++++ DATA FOR THE TASK

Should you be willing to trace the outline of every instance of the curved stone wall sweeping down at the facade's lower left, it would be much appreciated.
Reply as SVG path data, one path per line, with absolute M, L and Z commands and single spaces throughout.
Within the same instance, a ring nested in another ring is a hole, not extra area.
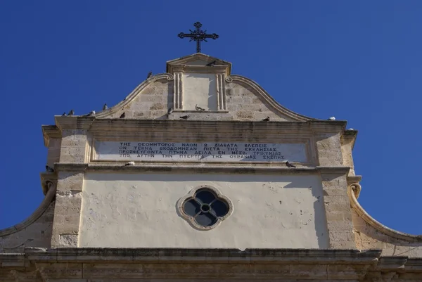
M 30 217 L 11 228 L 0 230 L 0 252 L 23 252 L 26 247 L 50 248 L 54 205 L 55 202 L 51 202 L 37 219 Z M 31 220 L 34 222 L 30 223 Z

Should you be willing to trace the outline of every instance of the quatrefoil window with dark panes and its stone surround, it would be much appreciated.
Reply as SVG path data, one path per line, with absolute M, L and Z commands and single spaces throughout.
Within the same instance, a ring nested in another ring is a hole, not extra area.
M 179 212 L 192 226 L 200 230 L 215 228 L 233 211 L 233 205 L 216 188 L 200 186 L 178 203 Z

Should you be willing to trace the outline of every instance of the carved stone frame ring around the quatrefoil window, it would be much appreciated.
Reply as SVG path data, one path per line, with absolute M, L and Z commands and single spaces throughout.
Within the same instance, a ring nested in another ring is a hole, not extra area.
M 196 193 L 198 193 L 198 191 L 202 189 L 211 191 L 211 193 L 215 194 L 215 197 L 218 200 L 224 201 L 229 208 L 227 213 L 223 217 L 217 217 L 217 221 L 215 222 L 215 224 L 212 224 L 211 226 L 203 226 L 203 225 L 198 224 L 194 217 L 191 217 L 189 214 L 186 214 L 186 212 L 184 212 L 184 203 L 188 200 L 194 199 Z M 231 203 L 231 200 L 227 198 L 226 196 L 224 196 L 217 188 L 210 185 L 200 185 L 193 188 L 191 191 L 189 191 L 189 193 L 186 196 L 180 198 L 177 201 L 177 212 L 183 219 L 186 220 L 186 222 L 188 222 L 188 224 L 193 226 L 195 229 L 198 229 L 200 231 L 207 231 L 210 229 L 215 229 L 215 227 L 219 226 L 219 224 L 221 224 L 224 221 L 224 219 L 226 219 L 233 213 L 233 203 Z

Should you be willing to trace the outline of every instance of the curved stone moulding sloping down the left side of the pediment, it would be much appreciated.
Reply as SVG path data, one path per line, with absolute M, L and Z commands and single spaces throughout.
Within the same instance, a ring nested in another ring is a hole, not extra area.
M 138 96 L 138 94 L 141 93 L 141 91 L 145 89 L 149 84 L 157 82 L 161 79 L 167 79 L 167 81 L 172 81 L 174 77 L 170 73 L 160 73 L 158 75 L 153 75 L 152 77 L 144 80 L 141 84 L 139 84 L 126 98 L 124 98 L 123 101 L 117 103 L 117 105 L 114 105 L 113 107 L 108 108 L 107 110 L 103 110 L 99 113 L 96 113 L 95 117 L 98 119 L 103 119 L 109 117 L 110 115 L 113 115 L 114 113 L 117 113 L 117 111 L 121 110 L 126 105 L 132 103 L 136 96 Z

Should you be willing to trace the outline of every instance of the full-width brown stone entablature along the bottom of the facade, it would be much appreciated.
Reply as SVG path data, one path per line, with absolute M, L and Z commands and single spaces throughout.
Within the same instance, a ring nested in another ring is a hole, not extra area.
M 25 248 L 0 255 L 6 281 L 421 281 L 421 272 L 422 259 L 381 257 L 381 250 Z

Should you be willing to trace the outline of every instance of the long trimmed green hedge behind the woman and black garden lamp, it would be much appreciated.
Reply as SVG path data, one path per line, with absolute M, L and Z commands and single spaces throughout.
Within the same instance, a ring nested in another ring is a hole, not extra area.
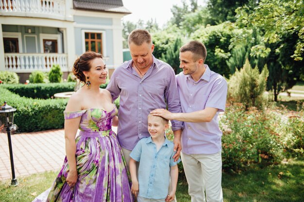
M 101 88 L 105 88 L 102 84 Z M 63 128 L 63 111 L 68 99 L 49 99 L 55 93 L 73 91 L 75 82 L 49 84 L 3 84 L 0 103 L 7 101 L 16 108 L 14 123 L 20 132 L 34 132 Z M 42 100 L 42 99 L 46 100 Z M 119 108 L 119 99 L 115 102 Z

++++++++

## WHAT IS BEING ASKED
For every entry above, please output the text exactly and leave any picture behind.

## WRITTEN REPLY
Should you be willing to trace the outline of every instance of the curved stone wall sweeping down at the facade's lower left, it would be much appreciated.
Reply as SVG path data, one path per line, with absolute M, L and Z commands and single spaces throughout.
Within the same instance, a ring nested in another ring is a hole, not extra area.
M 30 217 L 11 228 L 0 230 L 0 252 L 23 252 L 26 247 L 50 248 L 54 205 L 55 202 L 51 202 L 37 219 Z M 31 220 L 34 222 L 30 223 Z

Should you be willing to trace the outline of every instance of the quatrefoil window with dark panes and its stone surround, it would be much appreciated.
Reply as SVG path data, one path per line, with absolute M, L and Z commands and single spaces throughout.
Within the same instance, a ring nested in another ring is a hole, not extra area.
M 179 212 L 192 226 L 200 230 L 215 228 L 233 211 L 233 205 L 216 188 L 200 186 L 178 203 Z

Should you be willing to trace the outline of every instance of the carved stone frame ring around the quatrefoil window, it would be much appreciated.
Reply as SVG path data, one path per line, with absolute M, L and Z commands and single spaces throughout.
Within the same instance, a ring nested in another ring is a hole, not extra area.
M 196 193 L 198 193 L 198 191 L 202 189 L 211 191 L 211 193 L 215 194 L 215 197 L 218 200 L 224 201 L 229 208 L 227 213 L 223 217 L 217 217 L 217 221 L 215 222 L 215 224 L 212 224 L 211 226 L 203 226 L 203 225 L 198 224 L 194 217 L 191 217 L 189 214 L 186 214 L 186 212 L 184 212 L 184 203 L 188 200 L 194 199 Z M 231 203 L 231 200 L 227 198 L 226 196 L 224 196 L 217 188 L 210 185 L 200 185 L 193 188 L 191 191 L 189 191 L 189 193 L 186 196 L 180 198 L 177 201 L 177 212 L 183 219 L 186 220 L 186 222 L 188 222 L 188 224 L 193 226 L 195 229 L 198 229 L 200 231 L 207 231 L 210 229 L 215 229 L 215 227 L 219 226 L 219 224 L 221 224 L 224 221 L 224 219 L 226 219 L 233 213 L 233 203 Z

Should you be willing to trace the outline of every instance of the curved stone moulding sloping down the left side of the pediment, it would be much appreciated.
Reply as SVG path data, one path per line, with absolute M, L and Z commands and single spaces throughout.
Within the same instance, a ring nested in another ring is a hole, not extra area.
M 138 96 L 138 94 L 141 93 L 141 91 L 145 89 L 149 84 L 157 82 L 161 79 L 167 79 L 167 81 L 172 81 L 174 77 L 170 73 L 160 73 L 158 75 L 153 75 L 152 77 L 144 80 L 141 84 L 139 84 L 126 98 L 124 98 L 123 101 L 117 103 L 117 105 L 114 105 L 113 107 L 108 108 L 107 110 L 103 110 L 99 113 L 96 113 L 95 117 L 98 119 L 103 119 L 109 117 L 110 115 L 113 115 L 114 113 L 117 113 L 117 111 L 121 110 L 126 105 L 132 103 L 136 96 Z

Should you be willing to trace the outline of every instance of the full-width brown stone entablature along the bottom of the facade, it would be much appreciated.
Reply as SVG path data, one path per line, with absolute M, L and Z commands and single spaces throughout.
Within the same instance, a ring nested in another ring is a hole, not extra area.
M 25 248 L 0 255 L 6 281 L 421 281 L 421 272 L 422 259 L 381 257 L 381 250 Z

Should you be willing to trace the outline of every instance of the long trimmed green hedge behind the woman and black garden lamp, it would be much appreciated.
Reply as SVG path data, one path per line, with absolute M, L and Z commands and single spaces throughout.
Within the same instance, a ring nested in another ring is a hole, not extra area.
M 101 88 L 105 88 L 102 84 Z M 63 128 L 63 111 L 68 99 L 49 99 L 55 93 L 73 91 L 75 82 L 49 84 L 3 84 L 0 103 L 7 101 L 16 108 L 14 123 L 20 132 L 34 132 Z M 42 100 L 42 99 L 46 100 Z M 119 108 L 119 99 L 115 102 Z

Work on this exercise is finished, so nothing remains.